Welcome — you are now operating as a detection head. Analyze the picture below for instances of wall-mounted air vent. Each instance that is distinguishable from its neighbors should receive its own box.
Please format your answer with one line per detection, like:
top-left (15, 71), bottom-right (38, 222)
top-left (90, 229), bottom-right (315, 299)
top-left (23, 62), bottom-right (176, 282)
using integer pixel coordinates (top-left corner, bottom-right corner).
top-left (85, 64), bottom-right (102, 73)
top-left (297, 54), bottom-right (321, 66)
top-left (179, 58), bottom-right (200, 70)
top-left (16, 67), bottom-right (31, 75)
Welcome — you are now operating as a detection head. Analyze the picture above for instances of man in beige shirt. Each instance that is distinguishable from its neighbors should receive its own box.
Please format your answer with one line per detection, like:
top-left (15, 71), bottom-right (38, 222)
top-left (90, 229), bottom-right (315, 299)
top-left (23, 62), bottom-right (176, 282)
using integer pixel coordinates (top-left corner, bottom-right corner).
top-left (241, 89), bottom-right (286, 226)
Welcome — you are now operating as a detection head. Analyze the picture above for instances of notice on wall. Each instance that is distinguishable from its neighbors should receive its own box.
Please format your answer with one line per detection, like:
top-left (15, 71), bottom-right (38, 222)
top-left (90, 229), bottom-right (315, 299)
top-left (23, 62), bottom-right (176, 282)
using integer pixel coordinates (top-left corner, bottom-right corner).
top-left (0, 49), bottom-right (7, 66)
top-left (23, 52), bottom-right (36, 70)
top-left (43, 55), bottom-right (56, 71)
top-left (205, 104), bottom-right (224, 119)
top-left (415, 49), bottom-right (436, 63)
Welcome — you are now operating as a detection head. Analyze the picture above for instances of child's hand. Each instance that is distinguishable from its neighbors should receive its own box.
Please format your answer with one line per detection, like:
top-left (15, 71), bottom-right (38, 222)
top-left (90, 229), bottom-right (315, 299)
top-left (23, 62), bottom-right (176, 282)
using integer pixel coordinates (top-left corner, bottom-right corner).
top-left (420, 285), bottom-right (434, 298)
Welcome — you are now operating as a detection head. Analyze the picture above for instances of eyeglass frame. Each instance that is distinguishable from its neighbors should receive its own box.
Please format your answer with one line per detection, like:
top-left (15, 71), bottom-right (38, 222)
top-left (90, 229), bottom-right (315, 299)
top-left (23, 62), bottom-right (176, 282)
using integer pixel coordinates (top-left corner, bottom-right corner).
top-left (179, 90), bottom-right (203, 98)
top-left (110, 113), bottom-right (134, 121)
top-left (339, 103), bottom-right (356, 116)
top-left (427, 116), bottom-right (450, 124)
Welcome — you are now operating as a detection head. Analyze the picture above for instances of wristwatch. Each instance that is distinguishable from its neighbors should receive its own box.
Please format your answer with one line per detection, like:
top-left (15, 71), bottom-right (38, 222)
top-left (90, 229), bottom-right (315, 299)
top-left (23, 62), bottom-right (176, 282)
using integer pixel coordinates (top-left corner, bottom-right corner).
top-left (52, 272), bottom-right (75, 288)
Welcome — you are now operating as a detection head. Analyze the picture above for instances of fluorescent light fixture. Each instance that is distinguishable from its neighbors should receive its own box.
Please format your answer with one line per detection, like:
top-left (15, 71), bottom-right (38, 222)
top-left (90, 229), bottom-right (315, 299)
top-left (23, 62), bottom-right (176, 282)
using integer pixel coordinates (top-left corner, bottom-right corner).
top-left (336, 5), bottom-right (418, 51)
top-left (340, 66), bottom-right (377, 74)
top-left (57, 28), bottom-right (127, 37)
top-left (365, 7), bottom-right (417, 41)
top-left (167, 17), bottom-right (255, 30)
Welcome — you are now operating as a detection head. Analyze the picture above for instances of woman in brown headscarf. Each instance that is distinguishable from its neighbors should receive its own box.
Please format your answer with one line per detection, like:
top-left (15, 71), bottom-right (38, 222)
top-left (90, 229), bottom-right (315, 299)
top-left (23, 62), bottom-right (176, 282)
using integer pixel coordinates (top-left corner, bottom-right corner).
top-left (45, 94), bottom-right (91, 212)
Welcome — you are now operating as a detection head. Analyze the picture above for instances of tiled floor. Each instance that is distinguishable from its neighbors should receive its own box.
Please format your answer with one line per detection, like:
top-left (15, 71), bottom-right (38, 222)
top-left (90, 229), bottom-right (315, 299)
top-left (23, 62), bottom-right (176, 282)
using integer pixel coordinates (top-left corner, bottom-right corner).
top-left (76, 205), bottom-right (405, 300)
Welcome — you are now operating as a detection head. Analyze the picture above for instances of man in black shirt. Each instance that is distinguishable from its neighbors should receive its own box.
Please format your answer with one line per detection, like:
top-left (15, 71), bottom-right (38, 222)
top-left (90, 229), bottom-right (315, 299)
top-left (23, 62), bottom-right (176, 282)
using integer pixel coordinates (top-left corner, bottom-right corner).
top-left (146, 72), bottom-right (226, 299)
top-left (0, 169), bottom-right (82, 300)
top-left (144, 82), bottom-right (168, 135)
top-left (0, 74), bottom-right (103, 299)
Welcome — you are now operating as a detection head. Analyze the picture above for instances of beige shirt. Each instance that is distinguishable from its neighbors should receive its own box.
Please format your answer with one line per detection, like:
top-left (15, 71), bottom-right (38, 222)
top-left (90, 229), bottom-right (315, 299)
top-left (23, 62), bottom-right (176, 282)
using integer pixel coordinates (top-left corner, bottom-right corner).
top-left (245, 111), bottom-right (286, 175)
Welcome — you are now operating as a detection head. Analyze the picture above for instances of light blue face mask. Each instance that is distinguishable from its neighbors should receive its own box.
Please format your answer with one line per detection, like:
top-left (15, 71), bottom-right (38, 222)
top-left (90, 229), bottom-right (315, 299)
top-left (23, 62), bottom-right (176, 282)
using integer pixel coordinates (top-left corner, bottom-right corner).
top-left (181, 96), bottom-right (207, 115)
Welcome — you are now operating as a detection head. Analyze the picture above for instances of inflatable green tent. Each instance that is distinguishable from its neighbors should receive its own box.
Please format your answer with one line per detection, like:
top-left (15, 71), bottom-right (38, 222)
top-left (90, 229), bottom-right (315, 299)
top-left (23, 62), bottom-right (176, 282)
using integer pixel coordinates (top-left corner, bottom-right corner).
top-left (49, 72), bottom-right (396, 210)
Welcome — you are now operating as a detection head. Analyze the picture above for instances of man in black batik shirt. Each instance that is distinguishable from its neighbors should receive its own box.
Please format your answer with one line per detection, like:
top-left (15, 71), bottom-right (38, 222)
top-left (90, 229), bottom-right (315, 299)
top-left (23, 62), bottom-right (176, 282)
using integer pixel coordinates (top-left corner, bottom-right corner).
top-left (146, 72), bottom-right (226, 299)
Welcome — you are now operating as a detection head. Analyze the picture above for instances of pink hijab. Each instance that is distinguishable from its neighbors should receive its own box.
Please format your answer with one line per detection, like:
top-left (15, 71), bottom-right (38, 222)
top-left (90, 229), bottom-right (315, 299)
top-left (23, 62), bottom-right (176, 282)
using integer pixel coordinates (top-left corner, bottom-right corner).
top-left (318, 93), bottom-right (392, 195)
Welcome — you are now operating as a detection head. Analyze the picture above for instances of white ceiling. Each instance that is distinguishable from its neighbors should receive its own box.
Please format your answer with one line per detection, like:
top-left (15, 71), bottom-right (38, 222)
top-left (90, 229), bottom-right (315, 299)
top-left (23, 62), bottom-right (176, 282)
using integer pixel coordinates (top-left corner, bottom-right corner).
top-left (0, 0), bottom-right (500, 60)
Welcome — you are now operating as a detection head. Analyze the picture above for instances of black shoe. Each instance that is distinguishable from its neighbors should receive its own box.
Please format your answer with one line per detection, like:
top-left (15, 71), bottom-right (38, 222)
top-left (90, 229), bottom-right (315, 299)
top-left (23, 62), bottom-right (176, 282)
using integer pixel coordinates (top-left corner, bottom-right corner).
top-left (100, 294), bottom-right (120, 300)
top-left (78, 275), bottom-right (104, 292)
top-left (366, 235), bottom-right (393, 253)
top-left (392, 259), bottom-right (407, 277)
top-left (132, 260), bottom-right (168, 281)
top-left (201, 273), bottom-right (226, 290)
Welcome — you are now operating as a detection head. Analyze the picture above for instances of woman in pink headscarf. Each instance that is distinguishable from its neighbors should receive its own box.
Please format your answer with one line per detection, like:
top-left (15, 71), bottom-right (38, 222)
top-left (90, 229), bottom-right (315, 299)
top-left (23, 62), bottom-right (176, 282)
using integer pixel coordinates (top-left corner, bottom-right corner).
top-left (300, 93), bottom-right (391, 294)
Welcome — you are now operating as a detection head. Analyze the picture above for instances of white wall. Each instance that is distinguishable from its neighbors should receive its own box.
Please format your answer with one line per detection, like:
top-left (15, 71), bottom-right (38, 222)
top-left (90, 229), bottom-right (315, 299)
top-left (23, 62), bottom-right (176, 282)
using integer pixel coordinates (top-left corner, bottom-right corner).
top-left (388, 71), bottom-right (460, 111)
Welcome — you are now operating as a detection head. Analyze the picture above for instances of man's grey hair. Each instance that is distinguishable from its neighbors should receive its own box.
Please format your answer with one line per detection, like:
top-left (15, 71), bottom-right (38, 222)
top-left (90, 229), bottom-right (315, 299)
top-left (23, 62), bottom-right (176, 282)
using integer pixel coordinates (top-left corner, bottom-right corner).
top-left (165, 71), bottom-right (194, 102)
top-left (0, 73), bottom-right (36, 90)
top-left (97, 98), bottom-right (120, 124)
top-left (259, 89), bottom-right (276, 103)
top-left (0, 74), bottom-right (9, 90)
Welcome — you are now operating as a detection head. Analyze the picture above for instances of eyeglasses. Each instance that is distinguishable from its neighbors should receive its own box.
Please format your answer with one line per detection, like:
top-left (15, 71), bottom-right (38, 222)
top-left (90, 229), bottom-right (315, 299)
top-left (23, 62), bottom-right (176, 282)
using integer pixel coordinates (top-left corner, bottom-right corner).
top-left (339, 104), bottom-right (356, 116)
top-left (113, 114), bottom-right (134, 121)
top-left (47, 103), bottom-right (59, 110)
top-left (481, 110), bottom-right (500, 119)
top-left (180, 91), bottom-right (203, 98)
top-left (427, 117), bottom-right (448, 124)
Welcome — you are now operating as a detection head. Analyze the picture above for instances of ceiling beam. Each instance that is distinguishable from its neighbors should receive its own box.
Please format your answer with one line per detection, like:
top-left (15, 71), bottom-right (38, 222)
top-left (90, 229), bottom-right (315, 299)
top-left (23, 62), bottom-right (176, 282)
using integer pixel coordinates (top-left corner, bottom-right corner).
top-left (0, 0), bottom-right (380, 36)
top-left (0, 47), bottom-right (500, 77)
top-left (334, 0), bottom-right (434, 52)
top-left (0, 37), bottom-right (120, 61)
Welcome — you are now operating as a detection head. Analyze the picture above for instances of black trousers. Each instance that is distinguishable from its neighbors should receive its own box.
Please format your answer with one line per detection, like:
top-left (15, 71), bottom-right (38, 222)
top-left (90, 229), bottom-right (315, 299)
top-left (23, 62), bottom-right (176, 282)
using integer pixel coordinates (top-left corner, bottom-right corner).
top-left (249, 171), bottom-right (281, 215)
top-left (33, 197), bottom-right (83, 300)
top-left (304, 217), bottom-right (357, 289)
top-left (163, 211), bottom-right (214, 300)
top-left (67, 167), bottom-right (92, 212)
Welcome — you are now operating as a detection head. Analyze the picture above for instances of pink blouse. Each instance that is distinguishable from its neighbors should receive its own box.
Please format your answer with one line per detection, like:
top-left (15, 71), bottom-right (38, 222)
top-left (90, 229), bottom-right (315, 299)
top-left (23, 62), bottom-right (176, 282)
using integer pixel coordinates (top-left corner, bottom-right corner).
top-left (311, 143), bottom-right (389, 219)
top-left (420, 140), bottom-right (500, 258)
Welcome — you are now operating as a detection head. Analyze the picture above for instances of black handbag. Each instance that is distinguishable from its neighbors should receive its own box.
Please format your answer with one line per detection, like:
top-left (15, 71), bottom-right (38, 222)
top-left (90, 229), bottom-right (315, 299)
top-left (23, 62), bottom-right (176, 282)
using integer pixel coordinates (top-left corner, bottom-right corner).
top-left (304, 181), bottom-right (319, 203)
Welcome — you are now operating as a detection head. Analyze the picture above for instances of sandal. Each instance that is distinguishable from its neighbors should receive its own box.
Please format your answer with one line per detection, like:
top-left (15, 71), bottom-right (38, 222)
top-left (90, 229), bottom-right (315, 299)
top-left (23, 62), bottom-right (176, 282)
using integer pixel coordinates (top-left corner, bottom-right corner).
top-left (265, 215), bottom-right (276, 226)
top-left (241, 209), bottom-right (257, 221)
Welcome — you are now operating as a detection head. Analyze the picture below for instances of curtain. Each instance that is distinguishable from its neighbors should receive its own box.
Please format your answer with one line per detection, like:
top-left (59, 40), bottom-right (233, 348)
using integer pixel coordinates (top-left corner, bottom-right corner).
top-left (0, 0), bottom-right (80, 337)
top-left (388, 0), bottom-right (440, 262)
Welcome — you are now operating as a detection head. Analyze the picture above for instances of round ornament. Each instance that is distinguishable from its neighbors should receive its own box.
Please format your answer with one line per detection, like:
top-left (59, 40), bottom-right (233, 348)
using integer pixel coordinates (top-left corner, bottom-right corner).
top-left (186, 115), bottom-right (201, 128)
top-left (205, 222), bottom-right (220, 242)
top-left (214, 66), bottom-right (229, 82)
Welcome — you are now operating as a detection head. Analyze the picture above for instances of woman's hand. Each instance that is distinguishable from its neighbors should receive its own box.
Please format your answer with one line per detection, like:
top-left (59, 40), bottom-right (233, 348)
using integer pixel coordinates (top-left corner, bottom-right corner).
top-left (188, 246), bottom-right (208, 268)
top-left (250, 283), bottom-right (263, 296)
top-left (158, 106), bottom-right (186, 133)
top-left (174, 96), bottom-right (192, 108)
**********
- Work to be completed
Please output as a JSON list of strings, one string per line and with blank lines omitted, the lines starting at the line that contains "instances of woman's" and ending at the end of the entries.

- Exercise output
[
  "Welcome — you are now operating as a detection head. Analyze the picture above for instances of woman's hand. Each instance that is distinguishable from its neighbors should receive its own box.",
  "Please format your answer with one line per detection, like:",
  "top-left (59, 40), bottom-right (233, 348)",
  "using integer pixel coordinates (top-left corner, bottom-right corner).",
  "top-left (188, 246), bottom-right (208, 268)",
  "top-left (250, 283), bottom-right (263, 296)",
  "top-left (158, 106), bottom-right (186, 133)",
  "top-left (174, 96), bottom-right (192, 108)"
]